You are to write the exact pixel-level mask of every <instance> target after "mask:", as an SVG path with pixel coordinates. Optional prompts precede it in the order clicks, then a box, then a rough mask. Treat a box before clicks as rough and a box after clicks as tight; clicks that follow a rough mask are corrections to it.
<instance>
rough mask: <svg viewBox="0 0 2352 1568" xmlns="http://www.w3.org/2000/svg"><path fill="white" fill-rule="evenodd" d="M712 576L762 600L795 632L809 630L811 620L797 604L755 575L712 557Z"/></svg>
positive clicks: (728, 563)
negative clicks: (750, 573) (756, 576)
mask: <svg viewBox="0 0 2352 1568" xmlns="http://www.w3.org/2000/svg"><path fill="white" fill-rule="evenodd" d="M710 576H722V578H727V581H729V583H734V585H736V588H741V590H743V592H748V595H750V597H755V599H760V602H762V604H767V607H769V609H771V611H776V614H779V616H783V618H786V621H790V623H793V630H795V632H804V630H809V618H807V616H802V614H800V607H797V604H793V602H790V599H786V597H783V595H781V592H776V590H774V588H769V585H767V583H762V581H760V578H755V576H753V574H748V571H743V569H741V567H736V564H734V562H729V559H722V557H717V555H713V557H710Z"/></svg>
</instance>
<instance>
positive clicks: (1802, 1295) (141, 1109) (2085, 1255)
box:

-.-.-

• [ASSIGNMENT]: Go through the listing and write out each line exactly.

• [SOLUTION TO THIS EXERCISE]:
You are to write the exact pixel-level mask of every <instance> target after "mask:", as an SVG path with pixel coordinates. Optional prompts precede it in the order clicks, then a box, then a rough mask. Treat a box before clicks as rough and a box after clicks as tight; clicks that follow a rough mask are corrections to it.
<instance>
rough mask: <svg viewBox="0 0 2352 1568" xmlns="http://www.w3.org/2000/svg"><path fill="white" fill-rule="evenodd" d="M712 576L762 600L795 632L809 630L811 620L797 604L755 575L712 557Z"/></svg>
positive clicks: (728, 563)
negative clicks: (750, 573) (756, 576)
mask: <svg viewBox="0 0 2352 1568" xmlns="http://www.w3.org/2000/svg"><path fill="white" fill-rule="evenodd" d="M710 576H722V578H727V581H729V583H734V585H736V588H741V590H743V592H748V595H750V597H755V599H760V602H762V604H767V607H769V609H771V611H776V614H779V616H783V618H786V621H790V623H793V630H795V632H804V630H809V618H807V616H802V614H800V607H797V604H793V602H790V599H786V597H783V595H781V592H776V590H774V588H769V585H767V583H762V581H760V578H755V576H753V574H748V571H743V569H741V567H736V564H734V562H729V559H722V557H717V555H713V557H710Z"/></svg>
</instance>
<instance>
positive clicks: (1802, 1295) (141, 1109) (2085, 1255)
box:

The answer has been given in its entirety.